━━━ DATASET

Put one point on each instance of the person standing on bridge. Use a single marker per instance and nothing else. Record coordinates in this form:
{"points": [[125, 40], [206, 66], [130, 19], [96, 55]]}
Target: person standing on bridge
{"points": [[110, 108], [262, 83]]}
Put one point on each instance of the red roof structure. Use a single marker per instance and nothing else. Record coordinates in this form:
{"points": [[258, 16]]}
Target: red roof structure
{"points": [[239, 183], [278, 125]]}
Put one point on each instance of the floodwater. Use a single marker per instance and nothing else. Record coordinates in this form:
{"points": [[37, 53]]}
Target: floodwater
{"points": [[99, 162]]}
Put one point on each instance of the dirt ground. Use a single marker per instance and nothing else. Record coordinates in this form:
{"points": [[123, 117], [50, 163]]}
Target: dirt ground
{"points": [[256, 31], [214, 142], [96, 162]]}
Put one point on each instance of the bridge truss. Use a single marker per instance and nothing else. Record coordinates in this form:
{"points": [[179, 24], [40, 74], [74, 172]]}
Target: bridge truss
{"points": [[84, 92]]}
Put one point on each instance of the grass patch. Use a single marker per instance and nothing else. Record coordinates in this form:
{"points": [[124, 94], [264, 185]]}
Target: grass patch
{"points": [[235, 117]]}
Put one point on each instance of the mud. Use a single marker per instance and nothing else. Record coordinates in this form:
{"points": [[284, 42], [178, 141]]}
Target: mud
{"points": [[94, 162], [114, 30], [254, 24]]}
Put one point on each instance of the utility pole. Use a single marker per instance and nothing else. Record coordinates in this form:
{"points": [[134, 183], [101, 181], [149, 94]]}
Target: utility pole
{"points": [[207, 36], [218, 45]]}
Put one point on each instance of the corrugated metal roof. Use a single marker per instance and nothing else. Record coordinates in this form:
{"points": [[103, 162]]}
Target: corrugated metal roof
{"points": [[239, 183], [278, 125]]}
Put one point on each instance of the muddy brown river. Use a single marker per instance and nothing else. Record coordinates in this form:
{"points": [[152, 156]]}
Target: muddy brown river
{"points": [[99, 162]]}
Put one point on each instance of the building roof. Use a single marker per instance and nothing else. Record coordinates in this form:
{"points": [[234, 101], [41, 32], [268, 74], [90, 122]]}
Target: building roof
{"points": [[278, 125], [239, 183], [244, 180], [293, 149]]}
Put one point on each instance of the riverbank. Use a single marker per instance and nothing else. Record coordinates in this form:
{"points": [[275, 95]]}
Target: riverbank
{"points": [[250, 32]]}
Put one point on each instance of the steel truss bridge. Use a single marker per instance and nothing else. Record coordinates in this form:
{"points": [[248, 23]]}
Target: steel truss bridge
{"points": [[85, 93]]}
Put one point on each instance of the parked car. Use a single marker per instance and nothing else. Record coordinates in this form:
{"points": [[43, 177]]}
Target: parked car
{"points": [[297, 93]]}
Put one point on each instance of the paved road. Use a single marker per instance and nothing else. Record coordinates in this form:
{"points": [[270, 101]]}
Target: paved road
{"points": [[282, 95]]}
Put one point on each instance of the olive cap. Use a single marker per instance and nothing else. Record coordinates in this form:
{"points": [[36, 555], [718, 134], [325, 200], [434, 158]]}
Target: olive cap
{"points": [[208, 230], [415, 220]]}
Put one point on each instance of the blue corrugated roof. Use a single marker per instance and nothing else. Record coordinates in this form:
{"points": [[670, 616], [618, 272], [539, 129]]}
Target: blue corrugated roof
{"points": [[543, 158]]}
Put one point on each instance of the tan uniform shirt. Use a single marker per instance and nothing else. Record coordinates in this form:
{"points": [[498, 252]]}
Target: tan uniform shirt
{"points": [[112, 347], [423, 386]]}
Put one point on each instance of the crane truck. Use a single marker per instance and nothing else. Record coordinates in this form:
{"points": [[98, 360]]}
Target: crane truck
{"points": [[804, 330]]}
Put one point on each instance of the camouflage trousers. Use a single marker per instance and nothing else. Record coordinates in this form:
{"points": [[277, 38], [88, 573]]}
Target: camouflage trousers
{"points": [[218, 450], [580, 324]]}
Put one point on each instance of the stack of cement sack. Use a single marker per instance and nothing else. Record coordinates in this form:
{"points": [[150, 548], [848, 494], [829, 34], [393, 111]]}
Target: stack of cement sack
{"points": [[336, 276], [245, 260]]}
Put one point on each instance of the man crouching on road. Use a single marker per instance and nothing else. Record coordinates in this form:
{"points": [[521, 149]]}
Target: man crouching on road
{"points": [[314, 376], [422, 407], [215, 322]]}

━━━━━━

- AIM OF THE EXERCISE: Can you rewrite the records from the line with "Put one point on each instance of the man" through the end, changing "crouching" to "kneeling" and leaving everything else unchanged?

- RESULT:
Put one point on each instance of the man kneeling on road. Use a single marker per instance and nothing else. Record coordinates in this form:
{"points": [[521, 149]]}
Target: man kneeling on road
{"points": [[314, 376], [422, 407], [215, 322]]}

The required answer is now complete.